▸ WORK REQUIRED
Your task is to repeat the listing exactly.

▸ Stored records
** BEGIN **
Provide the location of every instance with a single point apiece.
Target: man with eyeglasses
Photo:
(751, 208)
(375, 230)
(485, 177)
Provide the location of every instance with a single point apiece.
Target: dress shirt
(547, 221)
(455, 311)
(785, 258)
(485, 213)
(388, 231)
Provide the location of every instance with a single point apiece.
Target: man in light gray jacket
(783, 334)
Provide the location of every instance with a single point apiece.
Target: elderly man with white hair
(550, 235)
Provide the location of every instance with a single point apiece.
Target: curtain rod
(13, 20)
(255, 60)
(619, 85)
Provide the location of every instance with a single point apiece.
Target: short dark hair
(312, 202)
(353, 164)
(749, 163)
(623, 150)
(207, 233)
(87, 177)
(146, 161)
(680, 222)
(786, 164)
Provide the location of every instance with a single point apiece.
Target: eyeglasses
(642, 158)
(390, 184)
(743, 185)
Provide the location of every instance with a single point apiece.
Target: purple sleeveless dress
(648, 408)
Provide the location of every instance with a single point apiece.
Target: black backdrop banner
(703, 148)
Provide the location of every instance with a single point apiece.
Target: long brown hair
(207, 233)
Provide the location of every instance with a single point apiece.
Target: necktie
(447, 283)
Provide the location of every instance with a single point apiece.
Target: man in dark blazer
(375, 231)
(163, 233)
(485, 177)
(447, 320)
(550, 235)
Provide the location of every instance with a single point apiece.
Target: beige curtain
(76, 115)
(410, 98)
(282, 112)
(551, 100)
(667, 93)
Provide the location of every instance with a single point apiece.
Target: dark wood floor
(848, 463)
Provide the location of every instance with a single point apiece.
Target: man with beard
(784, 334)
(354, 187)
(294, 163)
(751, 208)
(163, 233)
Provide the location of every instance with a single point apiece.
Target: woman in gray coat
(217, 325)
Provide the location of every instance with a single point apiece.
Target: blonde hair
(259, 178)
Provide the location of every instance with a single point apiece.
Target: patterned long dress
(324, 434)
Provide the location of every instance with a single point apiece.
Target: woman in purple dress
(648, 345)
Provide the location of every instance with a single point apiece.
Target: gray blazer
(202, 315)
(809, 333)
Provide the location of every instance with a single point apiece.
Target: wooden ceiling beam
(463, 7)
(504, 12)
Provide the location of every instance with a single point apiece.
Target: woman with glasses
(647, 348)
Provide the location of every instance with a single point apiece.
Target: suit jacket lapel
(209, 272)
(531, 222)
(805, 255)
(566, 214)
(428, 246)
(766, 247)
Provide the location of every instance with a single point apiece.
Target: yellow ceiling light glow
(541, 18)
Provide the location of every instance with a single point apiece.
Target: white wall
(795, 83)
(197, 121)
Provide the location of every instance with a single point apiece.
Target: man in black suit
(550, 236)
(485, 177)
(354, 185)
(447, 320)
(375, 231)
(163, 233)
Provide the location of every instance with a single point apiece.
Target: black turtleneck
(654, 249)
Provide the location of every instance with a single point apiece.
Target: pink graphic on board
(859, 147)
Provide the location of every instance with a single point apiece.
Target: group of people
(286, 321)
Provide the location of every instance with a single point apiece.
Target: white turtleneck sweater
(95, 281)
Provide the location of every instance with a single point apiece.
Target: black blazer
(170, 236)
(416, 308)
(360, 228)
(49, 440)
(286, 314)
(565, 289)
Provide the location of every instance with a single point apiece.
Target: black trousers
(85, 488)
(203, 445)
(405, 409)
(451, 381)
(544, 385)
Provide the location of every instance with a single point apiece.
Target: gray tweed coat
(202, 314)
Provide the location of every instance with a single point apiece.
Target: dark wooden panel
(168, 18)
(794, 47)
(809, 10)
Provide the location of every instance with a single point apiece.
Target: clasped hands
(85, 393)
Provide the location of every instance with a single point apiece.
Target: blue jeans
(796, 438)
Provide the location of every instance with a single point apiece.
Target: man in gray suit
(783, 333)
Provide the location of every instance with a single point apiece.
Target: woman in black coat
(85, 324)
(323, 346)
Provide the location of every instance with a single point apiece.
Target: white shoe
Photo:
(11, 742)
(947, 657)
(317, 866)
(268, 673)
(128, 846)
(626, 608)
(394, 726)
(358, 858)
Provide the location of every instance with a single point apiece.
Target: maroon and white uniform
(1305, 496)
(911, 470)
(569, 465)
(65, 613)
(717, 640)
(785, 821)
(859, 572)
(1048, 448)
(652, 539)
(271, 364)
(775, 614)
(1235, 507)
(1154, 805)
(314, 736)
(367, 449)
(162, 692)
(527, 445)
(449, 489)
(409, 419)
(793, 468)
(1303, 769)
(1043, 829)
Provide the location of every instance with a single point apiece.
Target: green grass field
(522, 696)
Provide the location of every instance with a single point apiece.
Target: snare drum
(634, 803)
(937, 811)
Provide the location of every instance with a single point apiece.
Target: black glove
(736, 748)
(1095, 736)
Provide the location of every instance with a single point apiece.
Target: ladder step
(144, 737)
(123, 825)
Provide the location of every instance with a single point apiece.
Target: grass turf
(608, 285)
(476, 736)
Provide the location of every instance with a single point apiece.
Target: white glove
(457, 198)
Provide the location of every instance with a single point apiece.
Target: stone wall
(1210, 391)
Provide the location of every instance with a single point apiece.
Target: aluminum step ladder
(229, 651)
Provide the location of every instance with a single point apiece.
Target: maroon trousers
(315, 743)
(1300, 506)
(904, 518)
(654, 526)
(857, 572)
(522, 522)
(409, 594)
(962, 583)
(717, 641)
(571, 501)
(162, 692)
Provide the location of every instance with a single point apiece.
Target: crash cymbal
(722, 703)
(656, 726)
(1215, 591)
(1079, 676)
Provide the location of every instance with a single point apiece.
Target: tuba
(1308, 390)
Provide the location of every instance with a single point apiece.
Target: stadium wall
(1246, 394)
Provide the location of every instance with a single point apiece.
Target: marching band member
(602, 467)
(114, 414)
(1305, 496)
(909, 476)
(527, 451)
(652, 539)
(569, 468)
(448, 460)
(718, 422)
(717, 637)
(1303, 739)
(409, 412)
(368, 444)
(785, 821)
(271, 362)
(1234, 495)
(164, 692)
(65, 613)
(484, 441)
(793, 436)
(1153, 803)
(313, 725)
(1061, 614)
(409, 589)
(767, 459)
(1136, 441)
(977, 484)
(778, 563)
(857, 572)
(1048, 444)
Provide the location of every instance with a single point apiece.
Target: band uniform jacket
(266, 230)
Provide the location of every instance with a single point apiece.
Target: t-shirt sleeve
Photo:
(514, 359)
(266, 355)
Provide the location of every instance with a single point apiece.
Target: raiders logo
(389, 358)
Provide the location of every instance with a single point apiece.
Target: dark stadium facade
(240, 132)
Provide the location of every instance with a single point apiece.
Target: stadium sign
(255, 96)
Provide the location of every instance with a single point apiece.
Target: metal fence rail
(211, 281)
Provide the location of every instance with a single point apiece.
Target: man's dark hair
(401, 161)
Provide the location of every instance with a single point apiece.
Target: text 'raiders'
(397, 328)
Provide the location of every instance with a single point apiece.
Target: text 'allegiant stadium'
** END **
▸ IN RESPONSE
Provide the location of every instance with a single point apiece.
Target: man with eyeglasses
Photo:
(751, 208)
(375, 230)
(485, 177)
Provide the location of every instance with a single point apiece.
Target: dress shirt
(547, 221)
(455, 311)
(785, 258)
(485, 213)
(388, 231)
Provide the location of every instance with a single point apiece.
Target: man in light gray jacket
(783, 334)
Provide the location of every instance with a single point apiece.
Target: elderly man with white hair
(550, 235)
Provide the location of every instance with a single point apiece.
Target: curtain rod
(13, 20)
(255, 60)
(619, 85)
Provide the location of every instance with a single point apiece.
Target: short dark hair
(312, 202)
(353, 164)
(749, 163)
(623, 150)
(207, 233)
(87, 177)
(146, 161)
(680, 222)
(786, 164)
Provide the location of every instance with a single point apiece.
Target: eyeglasses
(642, 158)
(390, 184)
(743, 185)
Provide the location of every instance with a single point apiece.
Target: purple sleeveless dress
(648, 408)
Provide the location of every instance with a single point apiece.
Target: black backdrop banner
(703, 148)
Provide the location of every instance with a single point apiece.
Target: long brown hair
(207, 233)
Provide the location of every instance with a single point apiece.
Target: necktie
(447, 283)
Provide the location of every instance with a single point apiece.
Target: man in dark blazer
(375, 231)
(163, 233)
(485, 177)
(447, 320)
(550, 235)
Provide the location of every instance with a single point apiece.
Target: beige curtain
(76, 115)
(410, 98)
(282, 112)
(551, 100)
(667, 93)
Provide the location of every instance with a single point apiece.
Target: dark wood floor
(848, 463)
Provide the location of every instance with a single point apiece.
Target: man with beard
(784, 334)
(354, 187)
(294, 163)
(751, 208)
(163, 233)
Provide the location of every instance with a single point apiece.
Target: woman in gray coat
(217, 325)
Provide the location of every instance with a single point apiece.
Target: blonde hair
(259, 178)
Provide the location of every instance with a single point apiece.
Target: patterned long dress
(324, 434)
Provide the location of every instance with a single point apiece.
Target: woman in purple dress
(648, 345)
Provide the location of every instance with a single point apiece.
Target: gray blazer
(202, 315)
(809, 333)
Provide the location of every instance with a single point apiece.
Target: wooden ceiling beam
(463, 7)
(504, 12)
Provide the location of every instance with a single point apiece.
Target: woman with glasses
(647, 348)
Provide the location of every instance with a single point apiece.
Target: suit jacket lapel
(209, 272)
(531, 222)
(805, 255)
(566, 214)
(428, 246)
(766, 247)
Provide the location of every instance with a single point apiece.
Target: yellow ceiling light glow
(541, 18)
Provide the location of every instance with a single point apiece.
Target: white wall
(795, 83)
(197, 121)
Provide the location of every instance with a single point apiece.
Target: man in black suit
(550, 236)
(485, 177)
(354, 185)
(447, 320)
(375, 231)
(163, 233)
Provide the location of every instance with a single point apiece.
Target: black turtleneck
(654, 249)
Provide the location of every instance with a single point apiece.
Target: pink graphic on board
(859, 147)
Provide the location of every instance with a single point apiece.
Target: group of people
(286, 321)
Provide the location of every instance with a single point apiece.
Target: white turtleneck sweater
(95, 281)
Provide the location of every instance with a single point apiece.
Target: black blazer
(170, 236)
(416, 308)
(360, 228)
(49, 440)
(286, 314)
(565, 289)
Provide the location of every instance with a single point apiece.
Target: black trousers
(85, 488)
(203, 445)
(405, 409)
(451, 381)
(544, 385)
Provide the location of every instance with a single point apiece.
Target: gray tweed coat
(202, 314)
Provide the location of every instance with a single point apiece.
Target: dark wooden panel
(168, 18)
(794, 47)
(809, 10)
Provide the location of every instance with a single point apiece.
Target: clasped hands
(85, 393)
Provide the location of every instance with a single point apiece.
Target: blue jeans
(796, 438)
Provide the location of every instance with a single point apiece.
Target: man in gray suit
(783, 333)
Provide the location of every instance with a single point apiece.
Target: woman in black coat
(85, 324)
(323, 346)
Provide the location of every instance with a single point apiece.
Target: white shoe
Photo:
(11, 742)
(947, 657)
(317, 866)
(268, 673)
(128, 846)
(626, 608)
(394, 726)
(358, 858)
Provide the location of every instance with a single point apiece.
Target: maroon and white uniform
(1305, 496)
(911, 470)
(569, 465)
(65, 613)
(717, 640)
(785, 821)
(859, 572)
(1048, 448)
(652, 539)
(271, 364)
(775, 614)
(1235, 507)
(1154, 805)
(314, 736)
(367, 449)
(162, 692)
(527, 445)
(449, 489)
(409, 419)
(793, 468)
(1303, 769)
(1043, 829)
Provide the location of every instance with a single point apiece.
Target: green grass field
(522, 696)
Provide the location of every instance with a single point apiece.
Target: snare drum
(634, 803)
(937, 811)
Provide the location of every instance with a single point apiece.
Target: black glove
(736, 748)
(1095, 736)
Provide the location of every instance with a single point apiece.
Target: ladder step
(144, 737)
(123, 825)
Provide the location of every instance with a single point apiece.
Target: grass turf
(608, 285)
(476, 736)
Provide the location of every instance with a single point apiece.
Target: white glove
(457, 198)
Provide the location of every instance with a single point apiece.
Target: stone wall
(1210, 391)
Provide the location of every instance with a single point apiece.
Target: aluminum step ladder
(229, 651)
Provide the location of every instance with a single point apiece.
Target: maroon trousers
(315, 743)
(1300, 506)
(904, 518)
(654, 526)
(857, 572)
(522, 522)
(409, 594)
(962, 583)
(717, 641)
(571, 501)
(162, 692)
Provide the location of every instance with a single point apiece.
Target: crash cymbal
(722, 703)
(656, 726)
(1215, 591)
(1079, 676)
Provide the location of every instance with a single point apiece.
Target: tuba
(1308, 390)
Provide the location of every instance with a single point apiece.
Target: stadium wall
(1246, 394)
Provide the location of every instance with a single point apiece.
Target: marching band member
(602, 467)
(114, 414)
(1305, 496)
(909, 476)
(527, 451)
(652, 539)
(569, 468)
(448, 460)
(718, 422)
(717, 637)
(1303, 739)
(409, 412)
(368, 444)
(785, 821)
(271, 362)
(1234, 495)
(164, 692)
(65, 613)
(484, 441)
(793, 436)
(1153, 803)
(313, 725)
(1061, 614)
(409, 589)
(767, 459)
(1136, 441)
(977, 484)
(778, 563)
(857, 572)
(1048, 444)
Provide the location of every instance with a single point apiece.
Target: band uniform jacket
(266, 230)
Provide the location of every instance with a single point apiece.
Target: t-shirt sleeve
Photo:
(514, 359)
(266, 355)
Provide the location of every instance with a single point apiece.
Target: raiders logo
(389, 358)
Provide the location of every instance with a single point apiece.
Target: dark stadium facade
(240, 132)
Provide the location of every instance with a single point apiece.
Target: stadium sign
(255, 96)
Provide the location of every instance with a single point apiece.
Target: metal fence rail
(211, 281)
Provide the location of every instance with a single point apiece.
Target: man's dark hair
(401, 161)
Provide the location of every instance with a single point apiece.
Target: text 'raiders'
(397, 328)
Provide the location of every instance with a single point apiece.
Target: text 'allegiant stadium'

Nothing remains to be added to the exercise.